SUPPLIED ENTRIES
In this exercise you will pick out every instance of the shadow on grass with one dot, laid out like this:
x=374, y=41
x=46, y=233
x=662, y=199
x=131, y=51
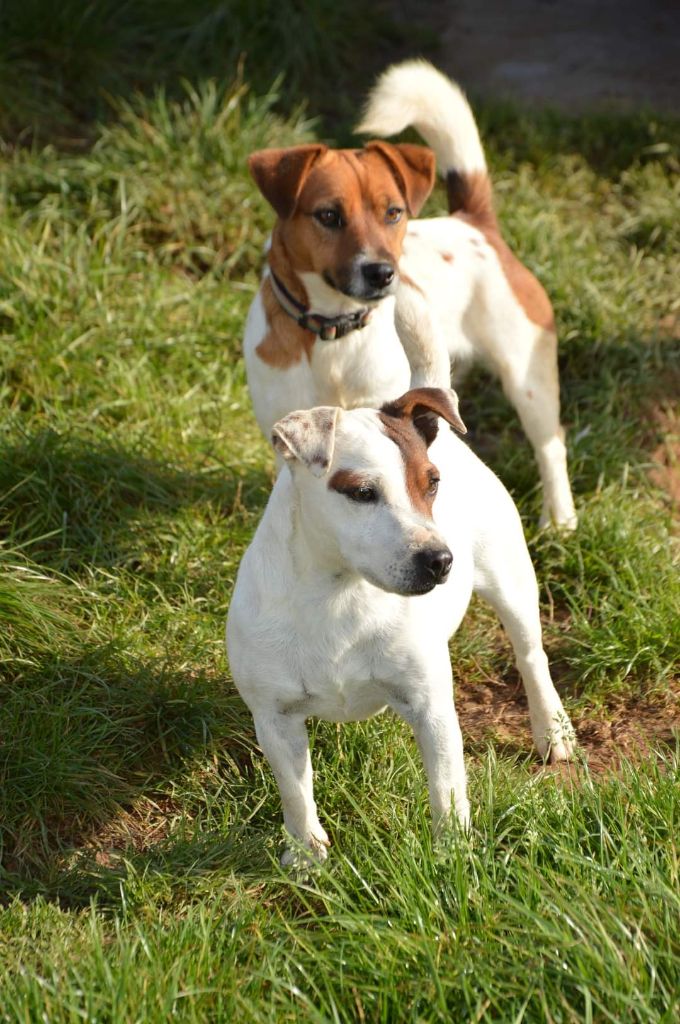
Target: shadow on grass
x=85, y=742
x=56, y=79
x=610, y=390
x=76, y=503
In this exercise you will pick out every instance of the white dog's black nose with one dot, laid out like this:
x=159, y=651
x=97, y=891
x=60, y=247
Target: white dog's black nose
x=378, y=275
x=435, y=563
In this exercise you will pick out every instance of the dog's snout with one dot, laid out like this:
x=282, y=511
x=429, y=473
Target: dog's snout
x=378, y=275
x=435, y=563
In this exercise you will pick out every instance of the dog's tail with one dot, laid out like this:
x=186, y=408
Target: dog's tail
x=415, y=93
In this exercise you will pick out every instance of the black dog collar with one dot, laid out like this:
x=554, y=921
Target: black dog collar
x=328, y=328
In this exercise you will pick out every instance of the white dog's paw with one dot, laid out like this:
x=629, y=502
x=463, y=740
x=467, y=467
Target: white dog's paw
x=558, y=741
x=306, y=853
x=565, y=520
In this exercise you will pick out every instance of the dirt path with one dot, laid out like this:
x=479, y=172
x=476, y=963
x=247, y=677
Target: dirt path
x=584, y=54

...

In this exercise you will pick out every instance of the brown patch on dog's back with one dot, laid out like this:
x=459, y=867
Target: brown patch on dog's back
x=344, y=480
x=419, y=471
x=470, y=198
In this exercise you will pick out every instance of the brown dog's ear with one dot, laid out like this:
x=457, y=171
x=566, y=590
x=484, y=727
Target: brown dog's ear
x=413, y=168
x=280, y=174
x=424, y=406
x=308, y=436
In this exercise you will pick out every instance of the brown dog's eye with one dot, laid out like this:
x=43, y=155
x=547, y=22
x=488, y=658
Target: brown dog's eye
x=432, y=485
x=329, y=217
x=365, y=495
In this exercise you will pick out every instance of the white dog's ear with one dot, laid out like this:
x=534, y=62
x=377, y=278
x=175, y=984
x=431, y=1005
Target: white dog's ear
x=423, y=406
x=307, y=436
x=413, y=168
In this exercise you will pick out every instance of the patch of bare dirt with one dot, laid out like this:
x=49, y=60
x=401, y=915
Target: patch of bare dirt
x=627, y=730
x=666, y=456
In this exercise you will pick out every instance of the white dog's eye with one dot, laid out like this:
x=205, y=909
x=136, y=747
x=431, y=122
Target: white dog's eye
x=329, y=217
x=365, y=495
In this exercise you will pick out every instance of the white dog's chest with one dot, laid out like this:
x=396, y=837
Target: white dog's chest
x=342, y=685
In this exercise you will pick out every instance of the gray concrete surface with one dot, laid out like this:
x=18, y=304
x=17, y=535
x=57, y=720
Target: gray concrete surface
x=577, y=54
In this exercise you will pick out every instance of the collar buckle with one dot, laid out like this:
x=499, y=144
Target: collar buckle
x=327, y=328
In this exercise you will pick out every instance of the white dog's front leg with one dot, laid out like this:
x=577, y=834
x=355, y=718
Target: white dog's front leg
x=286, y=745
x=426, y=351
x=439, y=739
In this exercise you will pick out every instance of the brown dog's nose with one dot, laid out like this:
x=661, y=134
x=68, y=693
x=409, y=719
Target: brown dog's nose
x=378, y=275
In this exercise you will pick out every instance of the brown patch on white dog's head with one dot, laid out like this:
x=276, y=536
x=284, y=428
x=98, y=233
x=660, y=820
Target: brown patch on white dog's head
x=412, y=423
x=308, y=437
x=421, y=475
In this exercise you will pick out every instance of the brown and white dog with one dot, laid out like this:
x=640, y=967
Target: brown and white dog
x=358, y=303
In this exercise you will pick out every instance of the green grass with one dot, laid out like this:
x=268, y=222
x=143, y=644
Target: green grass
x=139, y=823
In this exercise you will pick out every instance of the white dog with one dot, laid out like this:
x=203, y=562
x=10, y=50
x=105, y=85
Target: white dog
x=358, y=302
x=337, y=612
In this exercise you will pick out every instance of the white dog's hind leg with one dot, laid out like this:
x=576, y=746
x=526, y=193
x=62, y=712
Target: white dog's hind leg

INSTRUCTION
Set down the records again word for word, starting at the line that contains "dog's chest with" and ending at the line that contains "x=577, y=54", with both of those lines included.

WORKED ANSWER
In this exercise you will pick out every instance of the white dog's chest with one dot, laid out like this:
x=396, y=837
Target: white dog's chest
x=342, y=685
In this exercise you will pick out every instance of the gray concrete surface with one dot, laid out like this:
x=18, y=304
x=17, y=535
x=57, y=720
Target: gray concrete surface
x=577, y=54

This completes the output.